Problem to solve:
In the text below on storing Impala/Kudu primary keys, output the stretch that begins at the words "IMPALA-4352: test infra: store" and stops after "the query generator.", copied word for word.

Passage to read:
=======
IMPALA-4352: test infra: store Impala/Kudu primary keys in object model

Test infrastructure, including the random query generator and the data
migrator, needs to know the primary keys of Impala/Kudu tables. This
test infrastructure keeps Python object models of the tables and
columns. This patch adds the ability to read from source Impala/Kudu
tables via SHOW CREATE TABLE and store primary keys as proper
attributes. The patch also adds tests that ensure the test
infrastructure is always able to read and store the primary keys. This
helps find breakages sooner rather than later. For example, if a
regression to "SHOW CREATE TABLE" or the test infrastructure makes us no
longer able to parse primary keys, GVO or other CI will find the
breakage faster than running the query generator.

I also fixed some flake8 issues in files I touched. There were several
files that had a lot of white space warnings, and I wanted to keep the
patch from getting too large.
=======
Material supplied:
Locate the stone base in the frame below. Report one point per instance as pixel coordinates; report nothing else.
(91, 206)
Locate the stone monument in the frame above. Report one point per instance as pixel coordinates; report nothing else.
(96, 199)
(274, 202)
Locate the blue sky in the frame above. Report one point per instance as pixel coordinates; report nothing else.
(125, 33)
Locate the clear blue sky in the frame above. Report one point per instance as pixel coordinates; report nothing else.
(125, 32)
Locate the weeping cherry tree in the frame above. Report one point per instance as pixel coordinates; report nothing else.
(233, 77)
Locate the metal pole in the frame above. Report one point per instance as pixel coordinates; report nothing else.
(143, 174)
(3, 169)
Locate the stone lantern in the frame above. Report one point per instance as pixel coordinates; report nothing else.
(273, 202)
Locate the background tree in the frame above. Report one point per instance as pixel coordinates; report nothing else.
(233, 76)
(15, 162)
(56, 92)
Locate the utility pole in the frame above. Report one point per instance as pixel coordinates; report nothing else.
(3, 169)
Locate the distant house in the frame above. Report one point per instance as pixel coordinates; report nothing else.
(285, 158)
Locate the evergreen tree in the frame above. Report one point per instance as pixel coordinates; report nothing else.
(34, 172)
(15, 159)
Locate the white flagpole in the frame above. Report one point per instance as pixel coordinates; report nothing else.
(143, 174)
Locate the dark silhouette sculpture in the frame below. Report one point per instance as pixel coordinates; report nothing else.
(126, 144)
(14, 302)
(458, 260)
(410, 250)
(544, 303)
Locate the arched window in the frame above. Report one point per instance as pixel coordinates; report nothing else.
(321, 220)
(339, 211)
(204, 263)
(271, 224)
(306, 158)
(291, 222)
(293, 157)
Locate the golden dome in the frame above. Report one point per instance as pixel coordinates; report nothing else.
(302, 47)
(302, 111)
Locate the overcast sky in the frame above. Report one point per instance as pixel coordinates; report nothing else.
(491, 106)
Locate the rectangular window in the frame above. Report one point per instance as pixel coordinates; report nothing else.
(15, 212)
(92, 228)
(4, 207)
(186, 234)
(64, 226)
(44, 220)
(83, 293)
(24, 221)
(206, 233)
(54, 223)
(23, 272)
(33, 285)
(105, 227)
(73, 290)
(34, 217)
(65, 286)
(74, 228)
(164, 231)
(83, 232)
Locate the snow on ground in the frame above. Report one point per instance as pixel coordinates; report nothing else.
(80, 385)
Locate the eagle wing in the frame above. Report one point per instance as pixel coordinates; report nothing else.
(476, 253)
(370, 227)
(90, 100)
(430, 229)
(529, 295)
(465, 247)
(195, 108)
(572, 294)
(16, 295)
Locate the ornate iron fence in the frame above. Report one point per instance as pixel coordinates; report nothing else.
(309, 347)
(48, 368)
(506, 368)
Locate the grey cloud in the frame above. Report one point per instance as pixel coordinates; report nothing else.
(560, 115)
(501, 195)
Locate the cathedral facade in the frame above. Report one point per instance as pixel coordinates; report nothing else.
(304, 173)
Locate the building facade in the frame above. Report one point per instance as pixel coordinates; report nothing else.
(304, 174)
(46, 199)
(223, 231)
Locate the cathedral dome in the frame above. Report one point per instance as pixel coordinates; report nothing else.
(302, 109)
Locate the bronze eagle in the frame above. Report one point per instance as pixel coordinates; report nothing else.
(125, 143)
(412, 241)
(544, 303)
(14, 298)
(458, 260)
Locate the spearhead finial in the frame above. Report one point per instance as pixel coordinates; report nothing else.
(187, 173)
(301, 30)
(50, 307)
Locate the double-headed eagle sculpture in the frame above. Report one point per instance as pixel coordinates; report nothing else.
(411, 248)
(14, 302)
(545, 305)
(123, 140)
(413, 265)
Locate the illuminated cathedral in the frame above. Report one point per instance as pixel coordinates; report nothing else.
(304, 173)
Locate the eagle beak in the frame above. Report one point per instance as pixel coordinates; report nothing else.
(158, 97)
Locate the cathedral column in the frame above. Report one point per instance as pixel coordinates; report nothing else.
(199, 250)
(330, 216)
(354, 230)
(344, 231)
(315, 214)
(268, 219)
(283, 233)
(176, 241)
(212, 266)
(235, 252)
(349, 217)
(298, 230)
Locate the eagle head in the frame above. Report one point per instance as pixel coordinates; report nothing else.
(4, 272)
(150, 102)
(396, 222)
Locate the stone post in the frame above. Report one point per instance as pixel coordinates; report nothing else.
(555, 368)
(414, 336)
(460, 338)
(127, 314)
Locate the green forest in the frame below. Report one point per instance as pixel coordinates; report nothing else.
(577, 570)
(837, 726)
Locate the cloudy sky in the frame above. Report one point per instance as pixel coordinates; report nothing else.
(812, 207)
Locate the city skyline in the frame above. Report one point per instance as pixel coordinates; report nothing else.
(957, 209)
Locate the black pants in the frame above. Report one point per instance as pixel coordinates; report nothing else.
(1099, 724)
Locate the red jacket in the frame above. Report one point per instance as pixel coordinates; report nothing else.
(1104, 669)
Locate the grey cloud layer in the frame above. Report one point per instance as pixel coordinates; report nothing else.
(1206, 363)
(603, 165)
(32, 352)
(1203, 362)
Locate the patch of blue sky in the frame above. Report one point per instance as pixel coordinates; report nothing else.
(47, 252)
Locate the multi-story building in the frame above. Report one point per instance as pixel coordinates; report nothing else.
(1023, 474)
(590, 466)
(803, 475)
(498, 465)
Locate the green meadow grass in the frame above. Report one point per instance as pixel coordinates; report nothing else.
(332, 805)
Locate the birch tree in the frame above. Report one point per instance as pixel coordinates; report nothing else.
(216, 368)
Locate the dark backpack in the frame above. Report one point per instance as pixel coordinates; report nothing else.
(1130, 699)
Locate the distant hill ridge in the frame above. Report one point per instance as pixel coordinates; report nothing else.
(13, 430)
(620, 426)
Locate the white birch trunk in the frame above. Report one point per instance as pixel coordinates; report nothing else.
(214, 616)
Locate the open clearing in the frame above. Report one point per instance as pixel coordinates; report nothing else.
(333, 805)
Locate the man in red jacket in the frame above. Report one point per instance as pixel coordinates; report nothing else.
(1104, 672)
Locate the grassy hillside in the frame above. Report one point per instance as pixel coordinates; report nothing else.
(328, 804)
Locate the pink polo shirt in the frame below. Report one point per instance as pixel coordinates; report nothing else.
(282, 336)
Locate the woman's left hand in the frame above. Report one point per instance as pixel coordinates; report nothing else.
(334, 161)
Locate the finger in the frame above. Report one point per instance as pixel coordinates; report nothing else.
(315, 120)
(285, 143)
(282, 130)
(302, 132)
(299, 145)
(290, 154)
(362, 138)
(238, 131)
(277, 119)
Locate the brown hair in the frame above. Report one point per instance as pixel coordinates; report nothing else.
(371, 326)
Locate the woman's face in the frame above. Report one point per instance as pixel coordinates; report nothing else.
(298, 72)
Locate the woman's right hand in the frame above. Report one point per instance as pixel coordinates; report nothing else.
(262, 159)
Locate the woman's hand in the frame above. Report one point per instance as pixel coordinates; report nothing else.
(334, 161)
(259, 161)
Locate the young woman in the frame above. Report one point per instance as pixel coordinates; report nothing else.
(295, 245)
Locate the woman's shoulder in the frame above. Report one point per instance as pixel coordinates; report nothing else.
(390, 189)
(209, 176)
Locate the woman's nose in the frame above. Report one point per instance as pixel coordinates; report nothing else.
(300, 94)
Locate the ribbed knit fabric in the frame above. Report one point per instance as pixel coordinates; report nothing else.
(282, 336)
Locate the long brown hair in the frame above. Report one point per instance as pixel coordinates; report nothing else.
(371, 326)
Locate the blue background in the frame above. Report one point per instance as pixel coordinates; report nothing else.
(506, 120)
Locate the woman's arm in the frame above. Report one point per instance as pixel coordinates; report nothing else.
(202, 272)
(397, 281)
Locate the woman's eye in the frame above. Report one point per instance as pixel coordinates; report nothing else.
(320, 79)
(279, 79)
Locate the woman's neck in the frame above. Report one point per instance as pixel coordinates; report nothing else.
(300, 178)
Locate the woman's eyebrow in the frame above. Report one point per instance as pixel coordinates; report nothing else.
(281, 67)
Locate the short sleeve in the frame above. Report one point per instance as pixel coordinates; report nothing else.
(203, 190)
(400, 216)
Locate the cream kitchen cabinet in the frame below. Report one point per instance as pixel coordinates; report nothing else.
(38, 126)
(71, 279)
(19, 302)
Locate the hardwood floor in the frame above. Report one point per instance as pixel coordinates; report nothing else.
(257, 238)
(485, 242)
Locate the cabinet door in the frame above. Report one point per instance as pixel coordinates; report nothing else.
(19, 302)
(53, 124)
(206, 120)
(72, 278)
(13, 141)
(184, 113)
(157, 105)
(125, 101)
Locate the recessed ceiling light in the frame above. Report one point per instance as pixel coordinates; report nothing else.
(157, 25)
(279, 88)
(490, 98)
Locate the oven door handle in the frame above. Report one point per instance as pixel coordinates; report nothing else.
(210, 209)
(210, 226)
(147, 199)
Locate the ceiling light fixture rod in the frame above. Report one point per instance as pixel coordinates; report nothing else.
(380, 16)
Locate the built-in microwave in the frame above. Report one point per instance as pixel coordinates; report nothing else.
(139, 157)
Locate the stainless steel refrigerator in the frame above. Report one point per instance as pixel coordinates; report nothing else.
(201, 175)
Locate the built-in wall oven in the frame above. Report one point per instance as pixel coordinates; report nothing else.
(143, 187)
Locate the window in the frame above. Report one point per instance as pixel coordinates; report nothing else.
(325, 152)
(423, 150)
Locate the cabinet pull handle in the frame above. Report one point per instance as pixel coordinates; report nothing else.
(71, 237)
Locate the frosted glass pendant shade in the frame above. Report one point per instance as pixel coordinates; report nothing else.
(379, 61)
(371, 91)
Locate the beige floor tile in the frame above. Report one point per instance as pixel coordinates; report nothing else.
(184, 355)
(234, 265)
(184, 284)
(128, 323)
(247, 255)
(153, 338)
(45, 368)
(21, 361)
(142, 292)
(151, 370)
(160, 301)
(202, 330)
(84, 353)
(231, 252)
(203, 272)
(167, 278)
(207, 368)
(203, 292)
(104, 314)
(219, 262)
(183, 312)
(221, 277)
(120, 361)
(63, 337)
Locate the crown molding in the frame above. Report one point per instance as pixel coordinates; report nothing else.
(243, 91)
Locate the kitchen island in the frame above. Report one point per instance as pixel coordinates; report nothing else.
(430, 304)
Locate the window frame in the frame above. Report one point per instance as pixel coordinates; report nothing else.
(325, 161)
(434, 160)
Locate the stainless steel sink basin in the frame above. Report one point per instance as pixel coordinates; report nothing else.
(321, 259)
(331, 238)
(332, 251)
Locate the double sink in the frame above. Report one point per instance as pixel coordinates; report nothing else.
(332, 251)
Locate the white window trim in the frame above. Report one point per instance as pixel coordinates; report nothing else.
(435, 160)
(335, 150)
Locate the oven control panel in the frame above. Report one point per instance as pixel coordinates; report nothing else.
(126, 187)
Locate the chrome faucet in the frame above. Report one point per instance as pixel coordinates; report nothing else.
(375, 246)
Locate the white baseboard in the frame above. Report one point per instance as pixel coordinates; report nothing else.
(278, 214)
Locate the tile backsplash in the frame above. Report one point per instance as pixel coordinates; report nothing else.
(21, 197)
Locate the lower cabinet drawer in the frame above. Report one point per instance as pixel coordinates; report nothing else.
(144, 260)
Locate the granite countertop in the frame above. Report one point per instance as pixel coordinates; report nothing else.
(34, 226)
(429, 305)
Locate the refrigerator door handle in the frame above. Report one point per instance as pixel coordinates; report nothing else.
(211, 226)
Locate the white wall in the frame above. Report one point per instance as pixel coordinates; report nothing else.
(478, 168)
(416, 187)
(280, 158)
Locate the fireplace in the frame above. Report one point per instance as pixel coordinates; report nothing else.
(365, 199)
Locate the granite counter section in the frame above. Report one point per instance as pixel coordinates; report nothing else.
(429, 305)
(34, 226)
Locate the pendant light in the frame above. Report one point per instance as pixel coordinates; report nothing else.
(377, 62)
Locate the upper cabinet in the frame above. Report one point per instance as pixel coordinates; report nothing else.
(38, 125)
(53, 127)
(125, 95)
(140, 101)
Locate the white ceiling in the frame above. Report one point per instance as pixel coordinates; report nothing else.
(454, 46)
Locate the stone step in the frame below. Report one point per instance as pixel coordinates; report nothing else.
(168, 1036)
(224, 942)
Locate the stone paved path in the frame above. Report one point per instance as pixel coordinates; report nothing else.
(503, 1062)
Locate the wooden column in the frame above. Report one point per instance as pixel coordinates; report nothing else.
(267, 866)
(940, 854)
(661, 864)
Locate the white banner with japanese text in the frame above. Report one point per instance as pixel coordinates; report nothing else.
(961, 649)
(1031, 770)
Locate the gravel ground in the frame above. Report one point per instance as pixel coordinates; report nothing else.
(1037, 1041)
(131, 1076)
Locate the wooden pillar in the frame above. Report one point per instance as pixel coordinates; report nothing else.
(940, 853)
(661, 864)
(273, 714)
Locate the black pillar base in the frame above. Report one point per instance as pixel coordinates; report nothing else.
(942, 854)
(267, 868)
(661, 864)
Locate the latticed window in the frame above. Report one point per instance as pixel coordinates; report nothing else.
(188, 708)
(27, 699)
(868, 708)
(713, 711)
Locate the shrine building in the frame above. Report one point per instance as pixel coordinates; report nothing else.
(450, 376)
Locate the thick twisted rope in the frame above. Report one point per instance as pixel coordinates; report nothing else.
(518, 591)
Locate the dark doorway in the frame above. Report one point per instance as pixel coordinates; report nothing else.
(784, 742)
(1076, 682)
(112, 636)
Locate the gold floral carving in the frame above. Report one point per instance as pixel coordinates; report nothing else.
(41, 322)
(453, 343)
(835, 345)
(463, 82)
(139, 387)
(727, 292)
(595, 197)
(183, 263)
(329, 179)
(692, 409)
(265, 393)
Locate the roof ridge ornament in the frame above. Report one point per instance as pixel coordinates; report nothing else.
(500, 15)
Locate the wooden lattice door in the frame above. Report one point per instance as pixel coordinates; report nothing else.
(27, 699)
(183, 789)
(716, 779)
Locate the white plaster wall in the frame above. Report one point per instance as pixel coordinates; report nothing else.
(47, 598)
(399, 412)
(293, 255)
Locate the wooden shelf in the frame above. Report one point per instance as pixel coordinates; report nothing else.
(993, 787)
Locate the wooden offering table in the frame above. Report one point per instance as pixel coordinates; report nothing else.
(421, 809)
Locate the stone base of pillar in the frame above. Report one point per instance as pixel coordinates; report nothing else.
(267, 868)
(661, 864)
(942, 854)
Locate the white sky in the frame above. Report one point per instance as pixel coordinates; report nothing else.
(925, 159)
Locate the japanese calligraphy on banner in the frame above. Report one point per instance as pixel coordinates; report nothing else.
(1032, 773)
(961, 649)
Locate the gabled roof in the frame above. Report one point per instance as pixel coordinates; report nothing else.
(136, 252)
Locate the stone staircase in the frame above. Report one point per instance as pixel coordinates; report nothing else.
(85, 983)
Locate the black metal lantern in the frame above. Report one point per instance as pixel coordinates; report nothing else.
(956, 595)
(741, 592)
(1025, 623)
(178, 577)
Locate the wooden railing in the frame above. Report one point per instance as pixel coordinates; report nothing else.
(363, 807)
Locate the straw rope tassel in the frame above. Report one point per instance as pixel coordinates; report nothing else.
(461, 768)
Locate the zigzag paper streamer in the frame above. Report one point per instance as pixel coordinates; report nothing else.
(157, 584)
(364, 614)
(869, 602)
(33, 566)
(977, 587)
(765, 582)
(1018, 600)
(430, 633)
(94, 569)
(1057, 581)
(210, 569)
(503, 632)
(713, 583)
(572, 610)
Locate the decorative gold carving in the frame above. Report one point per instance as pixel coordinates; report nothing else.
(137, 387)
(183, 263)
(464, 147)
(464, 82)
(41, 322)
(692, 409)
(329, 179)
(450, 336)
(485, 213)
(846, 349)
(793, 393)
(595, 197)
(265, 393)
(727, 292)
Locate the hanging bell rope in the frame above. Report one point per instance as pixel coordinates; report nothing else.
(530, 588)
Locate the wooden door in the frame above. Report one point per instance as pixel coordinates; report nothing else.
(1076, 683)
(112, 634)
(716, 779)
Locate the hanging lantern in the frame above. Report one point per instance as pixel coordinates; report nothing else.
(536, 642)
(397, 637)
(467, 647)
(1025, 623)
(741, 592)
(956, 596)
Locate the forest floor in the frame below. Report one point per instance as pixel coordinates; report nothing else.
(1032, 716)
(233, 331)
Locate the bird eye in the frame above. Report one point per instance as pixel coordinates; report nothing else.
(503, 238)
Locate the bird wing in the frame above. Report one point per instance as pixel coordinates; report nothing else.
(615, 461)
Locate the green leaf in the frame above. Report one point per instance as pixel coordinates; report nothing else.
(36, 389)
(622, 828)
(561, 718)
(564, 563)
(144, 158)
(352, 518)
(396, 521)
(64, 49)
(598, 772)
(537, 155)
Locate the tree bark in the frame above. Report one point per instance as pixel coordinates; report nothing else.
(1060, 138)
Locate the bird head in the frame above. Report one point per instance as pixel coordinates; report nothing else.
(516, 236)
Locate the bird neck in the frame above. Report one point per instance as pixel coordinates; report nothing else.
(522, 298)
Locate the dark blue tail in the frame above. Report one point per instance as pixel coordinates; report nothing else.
=======
Reply:
IMPALA-4352: test infra: store Impala/Kudu primary keys in object model

Test infrastructure, including the random query generator and the data
migrator, needs to know the primary keys of Impala/Kudu tables. This
test infrastructure keeps Python object models of the tables and
columns. This patch adds the ability to read from source Impala/Kudu
tables via SHOW CREATE TABLE and store primary keys as proper
attributes. The patch also adds tests that ensure the test
infrastructure is always able to read and store the primary keys. This
helps find breakages sooner rather than later. For example, if a
regression to "SHOW CREATE TABLE" or the test infrastructure makes us no
longer able to parse primary keys, GVO or other CI will find the
breakage faster than running the query generator.